Source data:
>> START

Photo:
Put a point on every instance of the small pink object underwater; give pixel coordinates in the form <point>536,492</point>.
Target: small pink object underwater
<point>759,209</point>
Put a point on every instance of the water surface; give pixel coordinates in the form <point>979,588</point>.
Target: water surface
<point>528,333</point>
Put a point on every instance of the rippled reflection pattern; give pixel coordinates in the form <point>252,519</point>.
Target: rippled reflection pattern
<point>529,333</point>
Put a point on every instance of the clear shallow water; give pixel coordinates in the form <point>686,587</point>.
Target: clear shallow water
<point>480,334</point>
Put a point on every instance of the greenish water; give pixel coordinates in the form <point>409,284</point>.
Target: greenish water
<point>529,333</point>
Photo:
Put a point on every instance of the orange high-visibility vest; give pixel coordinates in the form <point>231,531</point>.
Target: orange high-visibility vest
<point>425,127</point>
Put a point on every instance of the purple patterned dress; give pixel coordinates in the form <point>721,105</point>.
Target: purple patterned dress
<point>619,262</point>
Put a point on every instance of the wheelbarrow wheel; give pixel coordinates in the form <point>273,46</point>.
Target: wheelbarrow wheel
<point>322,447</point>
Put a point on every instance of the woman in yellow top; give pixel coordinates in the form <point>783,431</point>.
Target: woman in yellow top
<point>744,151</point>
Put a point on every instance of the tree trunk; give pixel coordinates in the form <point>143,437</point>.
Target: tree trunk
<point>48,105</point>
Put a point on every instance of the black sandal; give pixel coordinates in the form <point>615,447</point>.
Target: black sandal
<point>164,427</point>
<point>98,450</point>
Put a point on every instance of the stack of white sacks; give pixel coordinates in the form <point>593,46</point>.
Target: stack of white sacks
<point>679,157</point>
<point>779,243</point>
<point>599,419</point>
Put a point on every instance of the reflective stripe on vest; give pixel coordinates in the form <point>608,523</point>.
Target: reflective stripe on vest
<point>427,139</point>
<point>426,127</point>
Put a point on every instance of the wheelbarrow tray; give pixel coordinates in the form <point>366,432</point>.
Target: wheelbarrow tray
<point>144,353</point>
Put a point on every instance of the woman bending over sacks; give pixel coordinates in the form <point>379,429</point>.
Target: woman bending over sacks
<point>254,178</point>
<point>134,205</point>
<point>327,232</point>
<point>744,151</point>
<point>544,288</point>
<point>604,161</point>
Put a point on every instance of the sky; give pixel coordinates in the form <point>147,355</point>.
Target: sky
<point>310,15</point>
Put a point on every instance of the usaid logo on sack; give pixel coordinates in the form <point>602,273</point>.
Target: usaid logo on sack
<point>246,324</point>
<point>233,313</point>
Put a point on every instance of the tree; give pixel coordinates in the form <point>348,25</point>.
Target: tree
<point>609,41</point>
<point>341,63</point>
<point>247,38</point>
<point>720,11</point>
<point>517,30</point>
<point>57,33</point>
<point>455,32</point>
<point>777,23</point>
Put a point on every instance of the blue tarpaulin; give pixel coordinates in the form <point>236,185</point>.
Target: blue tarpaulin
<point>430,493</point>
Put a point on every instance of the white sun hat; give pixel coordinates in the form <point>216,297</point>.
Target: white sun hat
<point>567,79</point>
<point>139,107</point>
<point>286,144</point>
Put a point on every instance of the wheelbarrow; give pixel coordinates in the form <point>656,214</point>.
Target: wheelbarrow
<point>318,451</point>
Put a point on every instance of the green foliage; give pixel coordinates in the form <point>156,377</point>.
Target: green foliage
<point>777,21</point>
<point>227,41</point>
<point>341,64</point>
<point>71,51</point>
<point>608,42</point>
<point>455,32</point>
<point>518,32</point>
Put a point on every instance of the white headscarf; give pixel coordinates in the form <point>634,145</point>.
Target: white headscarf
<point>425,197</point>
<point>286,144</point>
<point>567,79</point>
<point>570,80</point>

>> END

Task details: Rewrite the part of the material that opens with the line containing "Put a point on every instance of the sky;" and closes with the line containing "<point>430,493</point>", both lines included. Increase every coordinate in the answer points by 119, and leave the requests, including their sample coordinates, unchanged.

Finished answer:
Put a point on every instance of the sky; give pixel coordinates in the form <point>147,355</point>.
Target: sky
<point>429,134</point>
Put a point on every instance of the usaid logo on sack; give pixel coordinates in the form <point>602,273</point>.
Target: usaid logo on sack
<point>365,443</point>
<point>352,432</point>
Put a point on every instance of the tree; give pixel coordinates in the form <point>348,25</point>.
Target: tree
<point>728,160</point>
<point>460,182</point>
<point>366,157</point>
<point>839,130</point>
<point>636,149</point>
<point>176,152</point>
<point>574,151</point>
<point>896,142</point>
Put a point on every instance of the blue tarpaulin; give pixel coordinates in the form <point>236,185</point>.
Target: blue tarpaulin
<point>549,612</point>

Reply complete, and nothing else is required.